_TASK 1_
How many homes does the programme in the article on Liverpool City Region's modern construction plans aim to retrofit over the next 10 years?
_TASK 2_
Continue the article on Liverpool City Region's modern construction programme, starting right after its last sentence.

_PASSAGE PROVIDED_
────
Region aims to pioneer modern methods of construction to boost economic recovery

Steve Rotheram

Liverpool City Region has launched a programme that could make it a national centre of excellence for modern methods of construction for housing and related infrastructure.

The programme will develop cutting edge technology to retrofit existing homes and build new homes with new, state-of-the-art, methods of construction.

It is being developed in a collaboration between the Liverpool City Region Combined Authority, the Manufacturing Technology Centre (MTC), the Construction Innovation Hub, Peel Land and Property, Torus Group, Housing Associations, and industry partners.

The programme will aim to retrofit 10,000 homes over the next 10 years, bringing them up to at least the EPC (Energy Performance Certificate) ‘C’ rating for energy efficiency, as part of a post-COVID recovery stimulus package, while developing and upskilling the workforce by applying new methods and systems of refurbishments and construction.

Under the new build element of the programme, the MTC and LCR stakeholders have aggregated an initial pipeline of more than 6,500 homes to be built over 10 years.

At the same time, it will support the development and success of the modular, digitised manufacturing sector in the LCR, increasing productivity, ensuring a strong supply of employment opportunities across the supply chain, and supported by an apprenticeship programme.

Today’s announcement marks the beginning of the first phase of the LCR National Centre of Excellence in Modern Methods of Construction for Homes project, one of the key projects in the city region’s £9bn ‘Building Back Better’ economic recovery plan, launched in August.

The programme will focus on an initial pilot using a sample of Torus properties, which will provide insight and intelligence to inform a larger programme. Torus is a social purpose regeneration and housing group, the largest in the North West, where all profits are reinvested to build stronger communities.

Liverpool City Region Metro Mayor, Steve Rotheram, said: “Even in difficult times, our region is constantly looking for better ways of doing things.

“The Modern Methods of Construction project has the potential to be an industry leader in new and innovative ways of getting houses built and, I hope, help to tackle the UK’s housing crisis.

“This also has the potential to radically improve energy efficiency across the region through a comprehensive retrofitting scheme, which should not only address energy poverty in some of our poorest communities, but help us save the planet, too.

“Whilst we fight for existing jobs, especially in the hospitality sector, it is vital that we focus on pushing forwards in developing new sectors and skills that will bring us thousands of new jobs post-COVID-19.”

He added: “The past few months have been exceptionally difficult, but I am determined that our region will Build Back Better from them. I’ll be doing all I can to make our region greener, fairer and more resilient than before.”
────
_DATA FOR REVIEW_
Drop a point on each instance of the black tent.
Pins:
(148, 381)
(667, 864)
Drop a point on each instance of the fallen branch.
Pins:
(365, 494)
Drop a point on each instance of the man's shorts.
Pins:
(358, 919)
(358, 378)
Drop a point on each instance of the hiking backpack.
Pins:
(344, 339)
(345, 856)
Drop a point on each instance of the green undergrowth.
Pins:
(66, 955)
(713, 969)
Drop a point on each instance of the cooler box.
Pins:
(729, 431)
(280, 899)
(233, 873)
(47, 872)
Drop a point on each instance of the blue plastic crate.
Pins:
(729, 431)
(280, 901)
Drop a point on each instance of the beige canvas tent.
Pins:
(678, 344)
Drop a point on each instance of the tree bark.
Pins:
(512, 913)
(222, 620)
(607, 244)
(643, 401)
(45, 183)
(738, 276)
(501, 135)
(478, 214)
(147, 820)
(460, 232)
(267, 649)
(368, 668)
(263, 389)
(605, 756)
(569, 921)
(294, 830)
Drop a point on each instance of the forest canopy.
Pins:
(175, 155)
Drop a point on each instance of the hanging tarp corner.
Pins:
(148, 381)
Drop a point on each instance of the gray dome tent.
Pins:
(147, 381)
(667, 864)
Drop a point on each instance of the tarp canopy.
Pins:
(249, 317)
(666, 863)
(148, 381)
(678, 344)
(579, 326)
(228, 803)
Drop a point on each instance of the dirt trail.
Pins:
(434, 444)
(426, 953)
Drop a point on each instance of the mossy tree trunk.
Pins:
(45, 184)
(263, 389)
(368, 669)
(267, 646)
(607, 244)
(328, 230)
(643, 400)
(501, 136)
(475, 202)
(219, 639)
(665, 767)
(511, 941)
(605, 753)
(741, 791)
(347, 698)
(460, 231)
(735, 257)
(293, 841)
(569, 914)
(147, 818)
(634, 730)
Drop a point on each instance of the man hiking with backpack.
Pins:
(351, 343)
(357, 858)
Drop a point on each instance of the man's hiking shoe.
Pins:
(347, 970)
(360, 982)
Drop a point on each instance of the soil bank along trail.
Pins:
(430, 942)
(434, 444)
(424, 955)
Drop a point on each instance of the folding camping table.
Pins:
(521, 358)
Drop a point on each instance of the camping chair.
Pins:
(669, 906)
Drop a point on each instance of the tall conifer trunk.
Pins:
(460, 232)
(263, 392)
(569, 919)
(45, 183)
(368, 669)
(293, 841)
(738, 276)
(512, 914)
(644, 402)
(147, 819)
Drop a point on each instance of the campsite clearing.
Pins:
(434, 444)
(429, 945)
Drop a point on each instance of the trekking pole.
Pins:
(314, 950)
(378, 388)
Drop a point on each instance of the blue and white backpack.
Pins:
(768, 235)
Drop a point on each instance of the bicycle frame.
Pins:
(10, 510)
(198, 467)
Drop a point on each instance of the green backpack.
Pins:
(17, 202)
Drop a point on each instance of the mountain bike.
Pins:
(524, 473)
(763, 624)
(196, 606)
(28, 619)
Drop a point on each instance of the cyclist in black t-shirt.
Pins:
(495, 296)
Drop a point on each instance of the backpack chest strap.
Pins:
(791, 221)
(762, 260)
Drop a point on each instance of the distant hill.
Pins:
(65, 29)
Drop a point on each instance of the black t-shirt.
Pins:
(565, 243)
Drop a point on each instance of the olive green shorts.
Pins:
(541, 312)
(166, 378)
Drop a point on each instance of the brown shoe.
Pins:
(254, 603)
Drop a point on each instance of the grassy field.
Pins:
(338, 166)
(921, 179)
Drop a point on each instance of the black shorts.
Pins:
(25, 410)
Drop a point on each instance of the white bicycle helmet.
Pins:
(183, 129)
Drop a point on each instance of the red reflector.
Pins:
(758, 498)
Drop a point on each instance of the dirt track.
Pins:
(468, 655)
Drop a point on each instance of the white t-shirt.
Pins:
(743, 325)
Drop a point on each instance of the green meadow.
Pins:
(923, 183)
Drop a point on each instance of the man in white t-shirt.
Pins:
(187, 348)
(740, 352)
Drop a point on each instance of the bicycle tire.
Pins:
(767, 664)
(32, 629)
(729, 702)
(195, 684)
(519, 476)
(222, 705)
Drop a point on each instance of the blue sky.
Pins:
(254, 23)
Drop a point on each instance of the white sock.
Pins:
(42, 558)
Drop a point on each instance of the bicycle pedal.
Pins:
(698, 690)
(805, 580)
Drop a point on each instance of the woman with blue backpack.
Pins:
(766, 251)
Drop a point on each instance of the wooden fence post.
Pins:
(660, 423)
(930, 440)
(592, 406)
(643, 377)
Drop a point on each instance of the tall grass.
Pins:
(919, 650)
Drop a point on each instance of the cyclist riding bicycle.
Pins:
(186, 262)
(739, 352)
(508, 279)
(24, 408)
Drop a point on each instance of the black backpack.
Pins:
────
_RESULT 1_
10,000 homes.

_RESULT 2_
The Modern Methods of Construction programme will develop specialist technologies which aim to achieve significant reductions on initial and life cycle costs, halve delivery times, and realise the following benefits:

Carbon Reductions – the work will contribute to reducing carbon emissions in all those properties retrofitted, providing a first stage to retrofit for the remaining homes not reaching the standard in the city region in line with carbon targets.

Reduction in Fuel Poverty – many of the homes targeted will contain households who are in fuel poverty and the work will reduce energy bills. The Liverpool City Region has a high incidence of fuel poverty compared with the national average (14% in LCR above the national average of 10%).

Health Benefits – linked to the reduction in fuel poverty, residents will also be able to adequately heat their homes leading to a reduction in poor health impacts, especially those with existing health conditions such as asthma, COPD and other respiratory illnesses.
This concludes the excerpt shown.